[Travail demandé]:
Réécrivez le passage du document source qui va de « Ceux de Chio étaient » à « formidables aux Erythréens. » en substituant « Leucade » à « Leuconie ».

[Document source]:
┌──
Les filles de Milet furent saisies d'une espèce de fureur mélancolique, qui les portait à s'étrangler, sans aucun sujet apparent de chagrin. Une femme de la ville conseilla qu'on portât à travers la place les corps de celles qui se seraient ainsi donné la mort. On en forma un décret, qui fut publié. C'en fut assez pour guérir ces filles. Elles ne purent supporter d'être montrées en public dans un état honteux, et elles cessèrent de s'étrangler elles‑mêmes. 

CHAPITRE LXIV

LES MÉLIENNES

Les Méliens, conduits par Nymphée, s'établirent dans la Carie. Les Cariens de Cyrasse formèrent le dessein de se défaire des Méliens, et pour en venir à bout, les invitèrent au festin public qu'ils faisaient dans une de leurs fêtes. Une fille carienne qui aimait Nymphée, lui découvrit le mauvais dessein de ses compatriotes. Nymphée dit aux Cariens que les Grecs n'allaient point à ces sortes de festins sans leurs femmes. Les Cariens dirent qu'ils les amenassent. Les Méliens y allèrent sans armes, mais les femmes s'étaient munies d'épées, qu'elles avaient cachées dans les plis de leurs robes, et chacune d'elles se plaça auprès de son mari. Comme on soupait, on s'aperçut du signal que faisaient les Cariens. Dans le moment toutes les femmes ouvrirent leurs robes, et les hommes prenant les épées, donnèrent sur les Barbares. Ils les tuèrent tous, s'emparèrent de leur ville et du pays. 

CHAPITRE LXV

LES PHOCÉENNES

Les Phocéens et les Thessaliens se faisaient une guerre sans quartier, jusque‑là que les Thessaliens avaient ordonné par un décret public, qu'on n'épargnât aucun homme fait, et qu'on fît esclave les femmes et les enfants. Comme les Phocéens étaient sur le point de donner bataille, leurs femmes firent de leur côté cet autre décret : « Dressons un grand bûcher, et quand nous saurons que nos maris auront été vaincus, nous y monterons avec nos enfants, et nous y mettrons le feu pour nous brûler. » Cette résolution des femmes anima les maris, qui combattirent courageusement, et remportèrent la victoire. 

CHAPITRE LXVI

LES FEMMES DE CHIO

Ceux de Chio étaient en guerre contre les Erythréens, au sujet de Leuconie. Ne pouvant plus résister aux Erythréens, ils demandèrent à traiter, et promirent de sortir sans autre chose que chacun sa robe et son manteau. Il parut insupportable à leurs femmes de les voir en cet état, et prendre la fuite presque nus. Elles s'en plaignirent amèrement, mais les hommes dirent qu'ils l'avaient juré. Les femmes leur conseillèrent de ne point quitter leurs armes, et de soutenir qu'ils étaient dans l'usage d'appeler le dard leur manteau, et le bouclier leur robe. Ceux de Chio crurent le conseil de leurs femmes, et se présentant avec leurs armes, se rendirent formidables aux Erythréens.
└──
Entrées de pointage d'objets nommés
┌──
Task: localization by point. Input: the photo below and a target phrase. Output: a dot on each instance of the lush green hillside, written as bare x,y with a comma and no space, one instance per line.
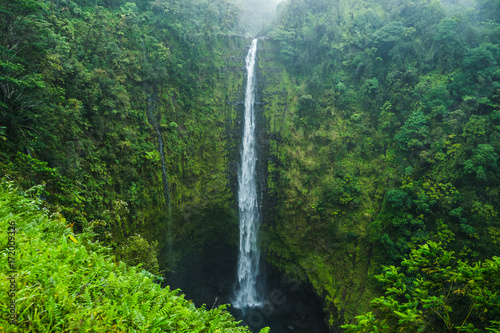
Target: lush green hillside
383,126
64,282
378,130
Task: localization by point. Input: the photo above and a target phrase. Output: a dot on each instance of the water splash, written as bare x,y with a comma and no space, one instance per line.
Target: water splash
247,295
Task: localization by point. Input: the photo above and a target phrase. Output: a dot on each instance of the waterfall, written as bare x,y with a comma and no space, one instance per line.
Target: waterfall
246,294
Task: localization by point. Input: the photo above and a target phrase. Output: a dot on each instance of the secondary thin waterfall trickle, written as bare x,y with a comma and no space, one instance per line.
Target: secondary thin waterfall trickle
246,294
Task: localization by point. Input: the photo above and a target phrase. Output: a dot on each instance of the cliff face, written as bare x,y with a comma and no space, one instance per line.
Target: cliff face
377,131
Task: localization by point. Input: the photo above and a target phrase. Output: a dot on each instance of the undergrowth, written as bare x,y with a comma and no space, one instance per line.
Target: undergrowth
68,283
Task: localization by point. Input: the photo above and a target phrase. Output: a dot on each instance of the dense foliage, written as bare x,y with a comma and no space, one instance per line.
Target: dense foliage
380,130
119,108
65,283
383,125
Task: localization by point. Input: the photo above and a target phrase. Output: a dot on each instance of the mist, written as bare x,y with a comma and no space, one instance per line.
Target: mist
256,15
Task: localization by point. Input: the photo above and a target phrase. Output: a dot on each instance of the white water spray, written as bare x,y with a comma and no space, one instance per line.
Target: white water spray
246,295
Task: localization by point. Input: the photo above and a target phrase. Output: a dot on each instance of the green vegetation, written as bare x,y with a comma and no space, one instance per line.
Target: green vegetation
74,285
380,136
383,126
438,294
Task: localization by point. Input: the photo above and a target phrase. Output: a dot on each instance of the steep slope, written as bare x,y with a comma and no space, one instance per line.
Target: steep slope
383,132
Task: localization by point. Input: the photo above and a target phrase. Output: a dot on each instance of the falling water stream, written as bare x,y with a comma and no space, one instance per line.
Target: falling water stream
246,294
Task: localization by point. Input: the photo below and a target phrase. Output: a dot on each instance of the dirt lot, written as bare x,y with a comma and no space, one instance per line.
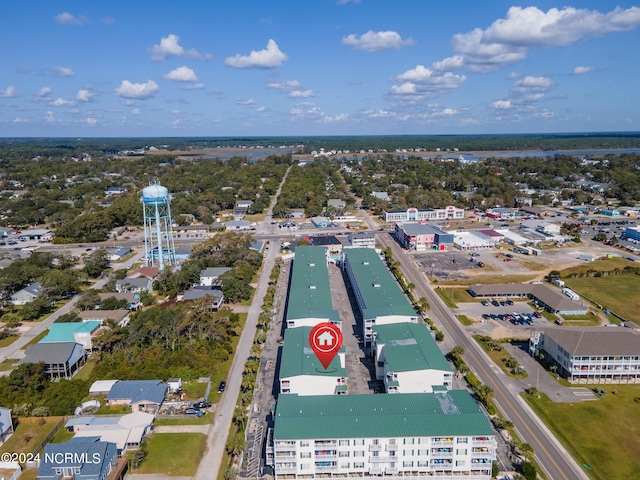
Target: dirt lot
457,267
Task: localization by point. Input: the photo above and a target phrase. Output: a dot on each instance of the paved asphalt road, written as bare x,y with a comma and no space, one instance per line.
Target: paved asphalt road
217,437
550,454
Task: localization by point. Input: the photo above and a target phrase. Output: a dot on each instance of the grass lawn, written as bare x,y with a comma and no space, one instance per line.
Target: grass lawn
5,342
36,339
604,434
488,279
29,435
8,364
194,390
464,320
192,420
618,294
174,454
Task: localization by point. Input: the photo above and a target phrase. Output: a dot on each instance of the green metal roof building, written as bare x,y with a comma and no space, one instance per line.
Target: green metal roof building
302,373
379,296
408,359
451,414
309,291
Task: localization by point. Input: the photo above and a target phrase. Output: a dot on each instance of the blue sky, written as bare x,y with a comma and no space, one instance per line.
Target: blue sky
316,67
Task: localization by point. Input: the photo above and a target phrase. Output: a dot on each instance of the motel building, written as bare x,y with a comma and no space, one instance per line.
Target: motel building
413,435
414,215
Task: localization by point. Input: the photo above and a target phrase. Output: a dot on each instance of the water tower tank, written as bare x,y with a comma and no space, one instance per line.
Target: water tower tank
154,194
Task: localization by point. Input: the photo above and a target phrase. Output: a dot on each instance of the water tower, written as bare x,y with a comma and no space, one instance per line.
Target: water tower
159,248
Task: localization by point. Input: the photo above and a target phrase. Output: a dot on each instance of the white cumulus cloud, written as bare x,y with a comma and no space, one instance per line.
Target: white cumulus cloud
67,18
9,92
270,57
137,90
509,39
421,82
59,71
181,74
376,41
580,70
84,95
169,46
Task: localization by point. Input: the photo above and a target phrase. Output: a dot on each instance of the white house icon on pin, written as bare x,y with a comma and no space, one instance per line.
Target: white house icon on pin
└──
[Réponse]:
Ceux de Chio étaient en guerre contre les Erythréens, au sujet de Leucade. Ne pouvant plus résister aux Erythréens, ils demandèrent à traiter, et promirent de sortir sans autre chose que chacun sa robe et son manteau. Il parut insupportable à leurs femmes de les voir en cet état, et prendre la fuite presque nus. Elles s'en plaignirent amèrement, mais les hommes dirent qu'ils l'avaient juré. Les femmes leur conseillèrent de ne point quitter leurs armes, et de soutenir qu'ils étaient dans l'usage d'appeler le dard leur manteau, et le bouclier leur robe. Ceux de Chio crurent le conseil de leurs femmes, et se présentant avec leurs armes, se rendirent formidables aux Erythréens.